(Excerpts from a point labeling dataset)
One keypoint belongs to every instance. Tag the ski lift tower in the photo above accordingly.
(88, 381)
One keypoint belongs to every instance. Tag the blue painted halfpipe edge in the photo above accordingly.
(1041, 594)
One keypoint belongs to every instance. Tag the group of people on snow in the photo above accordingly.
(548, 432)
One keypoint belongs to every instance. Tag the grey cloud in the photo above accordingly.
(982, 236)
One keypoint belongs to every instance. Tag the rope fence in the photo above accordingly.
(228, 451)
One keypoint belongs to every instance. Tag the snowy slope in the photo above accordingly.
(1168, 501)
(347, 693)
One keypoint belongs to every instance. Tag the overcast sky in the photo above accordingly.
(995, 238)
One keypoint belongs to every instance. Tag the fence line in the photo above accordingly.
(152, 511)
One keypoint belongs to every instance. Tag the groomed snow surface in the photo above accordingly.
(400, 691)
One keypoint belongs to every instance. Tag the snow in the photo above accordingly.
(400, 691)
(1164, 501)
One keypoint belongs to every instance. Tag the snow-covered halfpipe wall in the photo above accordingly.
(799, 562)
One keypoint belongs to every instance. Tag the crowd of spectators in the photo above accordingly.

§ **Exercise instructions**
Rewrite all the rows above as a Markdown table with a "No." column numbering each line and a "Line" column holding its text. Leave out any blank lines.

§ **Answer in full**
| No. | Line |
|---|---|
| 1 | One keypoint belongs to every instance. Tag the ski lift tower in the photo above accordingly. |
| 2 | (88, 381) |
| 3 | One keypoint belongs to every instance. Tag the blue painted halfpipe edge in the photo above accordingly. |
| 4 | (1041, 594) |
| 5 | One keypoint belongs to every instance. Tag the group of people on snow in the photo above accordingly. |
| 6 | (548, 432) |
| 7 | One keypoint belongs to every instance. Tag the grey cloud in the photo above accordingly. |
| 8 | (982, 236) |
| 9 | One keypoint belongs to every instance. Tag the rope fence in the photo above accordingly. |
| 10 | (228, 451) |
| 11 | One keypoint belongs to every instance. Tag the snowy slope in the photo above accordingly. |
| 12 | (1168, 501) |
| 13 | (347, 693) |
| 14 | One keypoint belongs to every instance. Tag the overcast sky in the photo above accordingly. |
| 15 | (995, 238) |
| 16 | One keypoint belongs to every instance. Tag the fence line in the photo above accordingly. |
| 17 | (152, 511) |
| 18 | One keypoint belongs to every instance. Tag the groomed snow surface in the photo above accordingly. |
| 19 | (400, 691) |
| 20 | One keypoint belongs to every instance. Tag the snow in the photo above accordingly. |
| 21 | (400, 691) |
| 22 | (1164, 501) |
| 23 | One keypoint belongs to every instance. Tag the snow-covered halfpipe wall in the photo above accordingly. |
| 24 | (799, 562) |
| 25 | One keypoint belongs to every instance. Tag the crowd of spectators in the photo above accordingly. |